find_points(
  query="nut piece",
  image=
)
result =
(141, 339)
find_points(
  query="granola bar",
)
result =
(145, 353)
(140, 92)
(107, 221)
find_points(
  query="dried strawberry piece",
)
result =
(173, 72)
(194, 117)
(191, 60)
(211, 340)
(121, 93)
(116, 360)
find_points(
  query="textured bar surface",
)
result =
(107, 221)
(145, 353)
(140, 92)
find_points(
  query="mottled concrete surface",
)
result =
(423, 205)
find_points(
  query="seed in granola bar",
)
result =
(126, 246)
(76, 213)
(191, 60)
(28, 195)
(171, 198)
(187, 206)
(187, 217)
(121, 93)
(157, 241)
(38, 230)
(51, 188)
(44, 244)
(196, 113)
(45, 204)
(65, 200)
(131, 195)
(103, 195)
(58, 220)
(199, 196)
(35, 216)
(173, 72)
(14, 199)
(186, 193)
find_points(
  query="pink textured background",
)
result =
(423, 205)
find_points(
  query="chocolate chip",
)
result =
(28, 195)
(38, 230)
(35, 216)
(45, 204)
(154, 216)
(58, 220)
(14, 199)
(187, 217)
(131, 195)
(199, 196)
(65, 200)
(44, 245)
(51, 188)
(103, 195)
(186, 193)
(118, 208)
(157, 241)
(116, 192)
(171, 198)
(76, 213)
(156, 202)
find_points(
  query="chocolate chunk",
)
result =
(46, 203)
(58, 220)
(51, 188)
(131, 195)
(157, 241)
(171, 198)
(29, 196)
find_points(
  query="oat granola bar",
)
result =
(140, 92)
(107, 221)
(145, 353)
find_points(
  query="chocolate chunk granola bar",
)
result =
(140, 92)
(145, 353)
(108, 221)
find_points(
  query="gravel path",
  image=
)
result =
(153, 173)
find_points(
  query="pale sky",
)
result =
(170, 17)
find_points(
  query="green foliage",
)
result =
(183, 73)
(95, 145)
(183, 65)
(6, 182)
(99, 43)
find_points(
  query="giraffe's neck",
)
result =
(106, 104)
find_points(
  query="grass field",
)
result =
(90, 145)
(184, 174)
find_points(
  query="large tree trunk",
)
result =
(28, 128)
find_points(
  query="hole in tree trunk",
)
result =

═══

» **BRIEF**: Would you reproduce the full listing shown above, word for word?

» **REPLY TO THE TASK**:
find_points(
  query="nut piece",
  image=
)
result =
(141, 339)
find_points(
  query="granola bar",
)
result =
(145, 353)
(140, 92)
(107, 221)
find_points(
  query="dried strawberry piece",
)
result =
(173, 72)
(194, 117)
(191, 60)
(211, 340)
(121, 93)
(116, 360)
find_points(
  query="textured bar surface",
)
result =
(107, 221)
(145, 353)
(140, 92)
find_points(
  query="mottled concrete surface",
)
result =
(423, 205)
find_points(
  query="seed in granola bar",
)
result =
(126, 246)
(76, 213)
(191, 60)
(28, 195)
(171, 198)
(187, 206)
(187, 217)
(121, 93)
(157, 241)
(38, 230)
(51, 188)
(44, 244)
(196, 113)
(45, 204)
(65, 200)
(131, 195)
(103, 195)
(58, 220)
(199, 196)
(35, 216)
(173, 72)
(14, 199)
(186, 193)
find_points(
  query="pink textured background",
)
result =
(423, 205)
find_points(
  query="chocolate chip",
)
result =
(28, 195)
(38, 230)
(35, 216)
(45, 204)
(154, 216)
(58, 220)
(14, 199)
(187, 217)
(131, 195)
(199, 196)
(65, 200)
(44, 245)
(51, 188)
(103, 195)
(186, 193)
(118, 208)
(157, 241)
(116, 192)
(171, 198)
(76, 213)
(156, 202)
find_points(
  query="chocolate chunk",
)
result =
(46, 203)
(58, 220)
(51, 188)
(131, 195)
(157, 241)
(171, 198)
(29, 196)
find_points(
  query="oat granola bar",
)
result =
(140, 92)
(107, 221)
(145, 353)
find_points(
  query="chocolate chunk granola bar",
)
result =
(140, 92)
(145, 353)
(108, 221)
find_points(
  query="gravel path",
  image=
)
result =
(153, 173)
find_points(
  query="pale sky",
)
result =
(170, 17)
find_points(
  query="green foliage",
)
result =
(183, 73)
(95, 145)
(183, 65)
(6, 182)
(99, 43)
find_points(
  query="giraffe's neck",
)
result =
(106, 104)
find_points(
  query="grass field",
)
result =
(90, 145)
(184, 174)
find_points(
  query="large tree trunk",
)
result =
(28, 128)
find_points(
  query="hole in tree trunk",
)
result =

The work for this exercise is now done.